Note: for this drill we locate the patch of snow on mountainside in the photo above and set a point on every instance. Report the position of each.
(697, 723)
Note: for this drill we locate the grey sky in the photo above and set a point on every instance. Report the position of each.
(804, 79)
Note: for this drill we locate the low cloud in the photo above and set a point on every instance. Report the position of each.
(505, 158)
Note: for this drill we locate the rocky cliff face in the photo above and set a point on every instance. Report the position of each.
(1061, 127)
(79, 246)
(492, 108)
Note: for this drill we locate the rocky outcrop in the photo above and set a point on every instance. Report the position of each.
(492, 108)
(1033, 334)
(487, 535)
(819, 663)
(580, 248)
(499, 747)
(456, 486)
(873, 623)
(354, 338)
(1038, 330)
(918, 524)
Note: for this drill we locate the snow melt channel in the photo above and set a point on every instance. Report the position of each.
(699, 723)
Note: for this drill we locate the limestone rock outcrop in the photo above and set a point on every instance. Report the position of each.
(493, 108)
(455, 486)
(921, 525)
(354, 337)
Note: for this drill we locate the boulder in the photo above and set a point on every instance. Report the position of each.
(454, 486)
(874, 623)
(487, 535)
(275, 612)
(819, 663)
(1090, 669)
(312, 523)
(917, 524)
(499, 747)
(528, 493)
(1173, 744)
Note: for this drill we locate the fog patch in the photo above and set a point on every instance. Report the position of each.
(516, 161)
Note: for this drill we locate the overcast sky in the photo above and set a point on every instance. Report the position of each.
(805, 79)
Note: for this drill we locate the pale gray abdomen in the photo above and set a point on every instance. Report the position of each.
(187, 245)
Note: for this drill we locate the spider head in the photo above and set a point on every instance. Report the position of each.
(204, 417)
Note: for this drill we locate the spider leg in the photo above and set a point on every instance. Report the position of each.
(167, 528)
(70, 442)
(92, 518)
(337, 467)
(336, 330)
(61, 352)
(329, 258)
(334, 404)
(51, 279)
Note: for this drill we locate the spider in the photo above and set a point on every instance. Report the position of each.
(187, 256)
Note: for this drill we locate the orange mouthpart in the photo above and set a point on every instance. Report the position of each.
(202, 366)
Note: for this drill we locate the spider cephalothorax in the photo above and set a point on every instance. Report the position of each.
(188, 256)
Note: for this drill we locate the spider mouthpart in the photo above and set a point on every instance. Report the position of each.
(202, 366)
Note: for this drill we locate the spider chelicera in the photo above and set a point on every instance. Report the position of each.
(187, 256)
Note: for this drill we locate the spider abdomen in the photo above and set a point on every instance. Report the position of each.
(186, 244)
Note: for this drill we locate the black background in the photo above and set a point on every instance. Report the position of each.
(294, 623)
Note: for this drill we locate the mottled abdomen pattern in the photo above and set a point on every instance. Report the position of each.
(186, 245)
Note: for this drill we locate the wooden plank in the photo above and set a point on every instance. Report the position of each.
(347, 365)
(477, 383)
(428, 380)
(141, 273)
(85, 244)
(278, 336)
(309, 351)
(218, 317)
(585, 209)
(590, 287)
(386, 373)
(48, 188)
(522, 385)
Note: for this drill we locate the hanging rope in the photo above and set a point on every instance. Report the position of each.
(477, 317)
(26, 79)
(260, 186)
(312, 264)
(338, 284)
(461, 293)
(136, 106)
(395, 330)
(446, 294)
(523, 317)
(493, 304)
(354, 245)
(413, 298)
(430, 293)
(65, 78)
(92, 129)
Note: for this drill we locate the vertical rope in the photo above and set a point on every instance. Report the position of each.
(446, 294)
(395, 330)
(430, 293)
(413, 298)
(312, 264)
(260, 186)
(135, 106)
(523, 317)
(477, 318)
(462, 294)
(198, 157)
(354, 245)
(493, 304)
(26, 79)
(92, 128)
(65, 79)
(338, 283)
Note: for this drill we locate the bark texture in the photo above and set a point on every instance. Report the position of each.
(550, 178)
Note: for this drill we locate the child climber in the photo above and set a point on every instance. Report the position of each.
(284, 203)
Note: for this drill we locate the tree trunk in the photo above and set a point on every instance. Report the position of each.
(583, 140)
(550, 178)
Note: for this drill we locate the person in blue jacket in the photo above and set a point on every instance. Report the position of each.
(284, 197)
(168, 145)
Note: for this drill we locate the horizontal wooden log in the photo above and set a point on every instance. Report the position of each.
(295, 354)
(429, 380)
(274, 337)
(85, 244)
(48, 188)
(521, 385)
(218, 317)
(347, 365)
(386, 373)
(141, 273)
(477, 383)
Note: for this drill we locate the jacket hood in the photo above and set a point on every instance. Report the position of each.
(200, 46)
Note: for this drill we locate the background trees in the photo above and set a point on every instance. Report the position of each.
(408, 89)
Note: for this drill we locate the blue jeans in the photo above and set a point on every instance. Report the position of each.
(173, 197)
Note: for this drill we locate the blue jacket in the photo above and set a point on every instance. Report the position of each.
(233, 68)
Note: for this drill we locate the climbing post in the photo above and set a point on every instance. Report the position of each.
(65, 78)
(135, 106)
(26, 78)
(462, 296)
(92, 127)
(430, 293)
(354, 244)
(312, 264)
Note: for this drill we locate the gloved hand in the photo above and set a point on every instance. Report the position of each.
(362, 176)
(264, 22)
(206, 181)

• • •

### Yazılı Alıştırma
Lütfen yukarıdaki listenin "Note: for this drill we locate the rocky outcrop" içeren satırla başlayıp "(1038, 330)" içeren satırla biten bölümünü, iki uç satır da dahil, "Sıra" ve "Satır" sütunlarından oluşan bir Markdown tablosuna aktarın. Boş satırları atlayın ve bu aralığın dışındaki hiçbir satırı eklemeyin.

### Sorunun Cevabı
| Sıra | Satır |
|---|---|
| 1 | Note: for this drill we locate the rocky outcrop in the photo above and set a point on every instance. Report the position of each. |
| 2 | (492, 108) |
| 3 | (1033, 334) |
| 4 | (487, 535) |
| 5 | (819, 663) |
| 6 | (580, 248) |
| 7 | (499, 747) |
| 8 | (456, 486) |
| 9 | (873, 623) |
| 10 | (354, 338) |
| 11 | (1038, 330) |